→ Aim
Return every one of the items below word for word, leaving the pictures out of your answer.

Excerpts from a pointing dataset
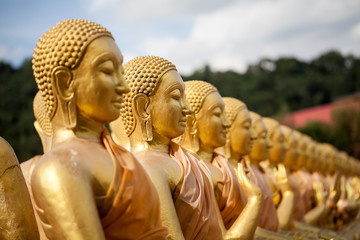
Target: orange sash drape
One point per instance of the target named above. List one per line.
(135, 211)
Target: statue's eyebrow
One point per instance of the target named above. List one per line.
(103, 58)
(174, 86)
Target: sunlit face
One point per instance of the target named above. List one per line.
(279, 148)
(260, 150)
(98, 81)
(291, 155)
(212, 123)
(311, 153)
(241, 133)
(169, 106)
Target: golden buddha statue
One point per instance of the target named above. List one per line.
(291, 156)
(155, 112)
(17, 220)
(269, 222)
(86, 186)
(206, 130)
(277, 176)
(43, 127)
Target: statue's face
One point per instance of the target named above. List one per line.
(301, 147)
(241, 133)
(260, 150)
(212, 123)
(311, 153)
(98, 81)
(169, 106)
(292, 154)
(279, 148)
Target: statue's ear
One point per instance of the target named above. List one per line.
(191, 124)
(62, 77)
(62, 80)
(141, 110)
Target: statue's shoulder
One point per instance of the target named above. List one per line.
(62, 161)
(7, 156)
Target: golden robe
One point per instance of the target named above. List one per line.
(232, 200)
(194, 197)
(129, 217)
(268, 219)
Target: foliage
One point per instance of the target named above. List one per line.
(271, 87)
(17, 91)
(343, 133)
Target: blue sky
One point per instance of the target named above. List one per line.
(227, 34)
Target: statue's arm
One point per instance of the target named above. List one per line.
(245, 225)
(312, 217)
(286, 206)
(168, 214)
(65, 201)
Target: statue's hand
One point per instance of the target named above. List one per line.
(319, 193)
(334, 193)
(249, 188)
(282, 179)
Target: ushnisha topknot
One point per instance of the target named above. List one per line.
(286, 130)
(41, 115)
(143, 75)
(232, 107)
(196, 91)
(63, 45)
(255, 117)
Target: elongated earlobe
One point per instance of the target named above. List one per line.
(194, 134)
(140, 105)
(62, 82)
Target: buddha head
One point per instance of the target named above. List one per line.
(155, 110)
(279, 146)
(78, 70)
(311, 153)
(329, 155)
(207, 127)
(343, 162)
(291, 155)
(262, 144)
(42, 122)
(241, 135)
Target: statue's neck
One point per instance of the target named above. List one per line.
(254, 162)
(85, 128)
(158, 143)
(234, 161)
(206, 153)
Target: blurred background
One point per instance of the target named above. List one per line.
(295, 60)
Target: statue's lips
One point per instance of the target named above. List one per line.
(118, 101)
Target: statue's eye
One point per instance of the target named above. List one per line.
(107, 67)
(217, 112)
(175, 94)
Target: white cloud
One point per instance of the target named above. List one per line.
(2, 51)
(355, 32)
(244, 31)
(227, 34)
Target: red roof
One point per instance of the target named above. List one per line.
(320, 113)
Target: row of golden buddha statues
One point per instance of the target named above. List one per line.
(185, 163)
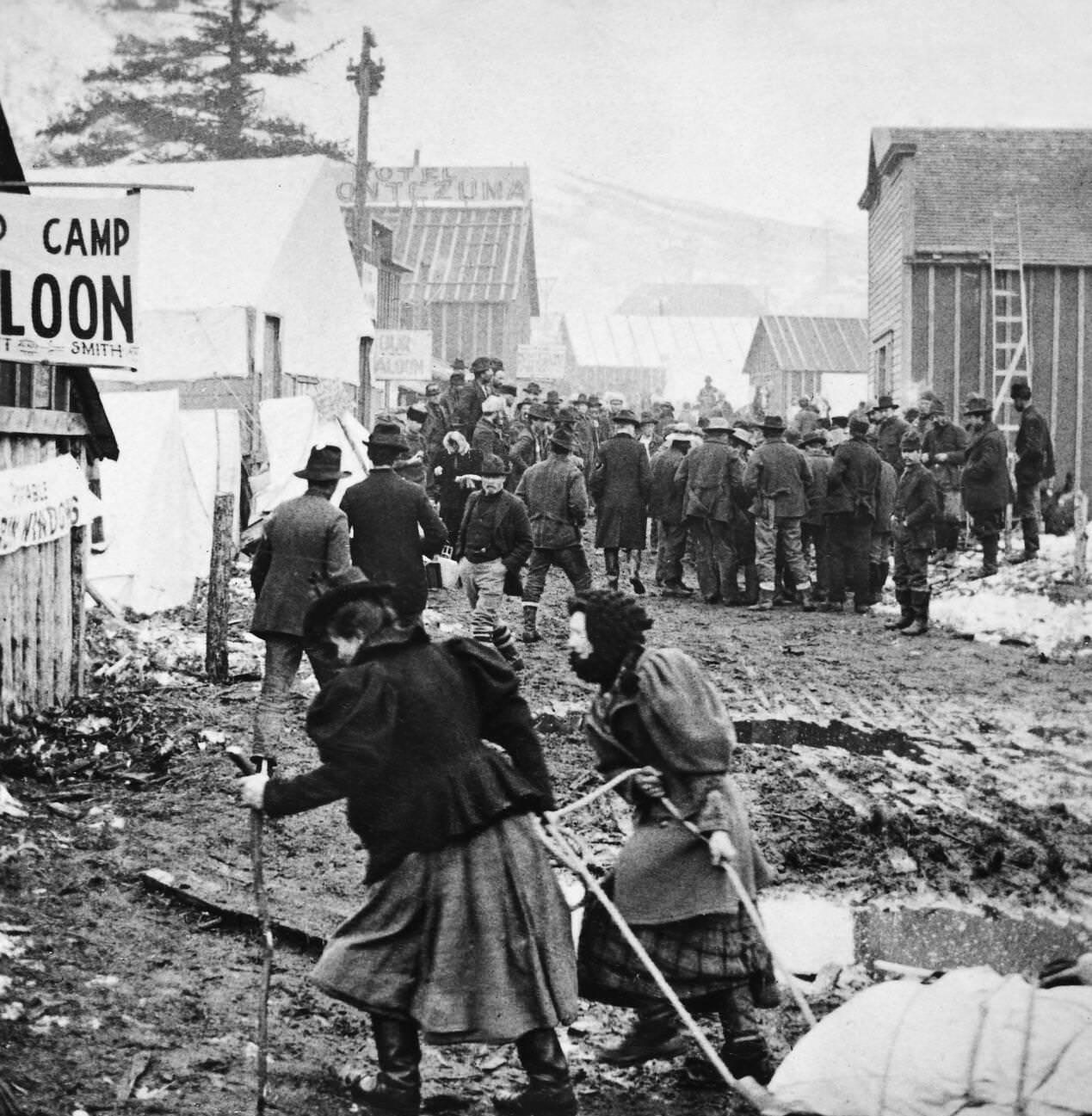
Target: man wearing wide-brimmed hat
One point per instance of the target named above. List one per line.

→ Result below
Target: orange sash drape
One point per instance of the target named above. List one per line.
(135, 211)
Target: statue's eyebrow
One point per instance of the target named above. List one per line.
(103, 58)
(174, 86)
Target: sunlit face
One point per instance of the target named above. List one per line.
(279, 148)
(260, 150)
(98, 81)
(291, 155)
(212, 123)
(311, 153)
(241, 133)
(169, 106)
Target: golden buddha statue
One point per instance of the target named above. List one per line.
(291, 156)
(155, 112)
(17, 220)
(269, 222)
(86, 186)
(206, 130)
(277, 176)
(43, 127)
Target: statue's face
One point per instance of the target named above. List one per line.
(301, 147)
(241, 133)
(260, 150)
(212, 123)
(311, 153)
(98, 81)
(169, 106)
(292, 154)
(279, 148)
Target: statue's ear
One point per instance of the target named above. List one per line.
(191, 124)
(62, 77)
(62, 80)
(141, 110)
Target: statue's shoulder
One point per instance of the target named above. List one per line.
(62, 161)
(7, 156)
Target: golden robe
One point per instance of the target named above. List one per line.
(232, 200)
(194, 197)
(129, 217)
(268, 219)
Target: foliage
One point per instance of the target named above. List one per line.
(271, 87)
(17, 91)
(343, 133)
Target: blue sky
One point per instance of the target named above. List one per line.
(227, 34)
Target: statue's arm
One point per instance of the target named above. List one per line.
(245, 225)
(312, 217)
(286, 206)
(168, 214)
(65, 201)
Target: statue's hand
One point per instance of the target named above. List one per line.
(319, 193)
(334, 193)
(249, 188)
(282, 179)
Target: ushnisha topknot
One point per instance of the target named above. List one per line.
(286, 130)
(41, 115)
(143, 75)
(232, 107)
(196, 91)
(63, 45)
(255, 117)
Target: elongated earlobe
One point per instance of the target named above. List one per line.
(194, 134)
(140, 105)
(62, 82)
Target: buddha head
One point per instance of the target named above. List one per line.
(155, 110)
(279, 146)
(78, 70)
(311, 153)
(329, 155)
(207, 127)
(343, 162)
(291, 155)
(262, 144)
(42, 122)
(241, 135)
Target: statue's neck
One point per instance of the target named above. List one per line.
(254, 162)
(85, 128)
(158, 143)
(234, 161)
(206, 153)
Target: blurred background
One point per instance of the target named above. List one per line.
(295, 60)
Target: statue's lips
One point per instance of the target named above. List one per line.
(118, 101)
Target: statue's eye
One point per instance of the target named above. List one per line.
(107, 67)
(217, 112)
(175, 94)
Target: white cloud
One point per instance of the target named above. List one per line.
(2, 51)
(355, 32)
(244, 31)
(227, 34)
Target: red roof
One point per instance of the target named above. List one per line.
(320, 113)
Target: row of golden buddha statues
One point per instance of the target named above. List one per line.
(185, 163)
Target: man wearing wide-brimmed hat
One point per instance of the target named above. List one per line.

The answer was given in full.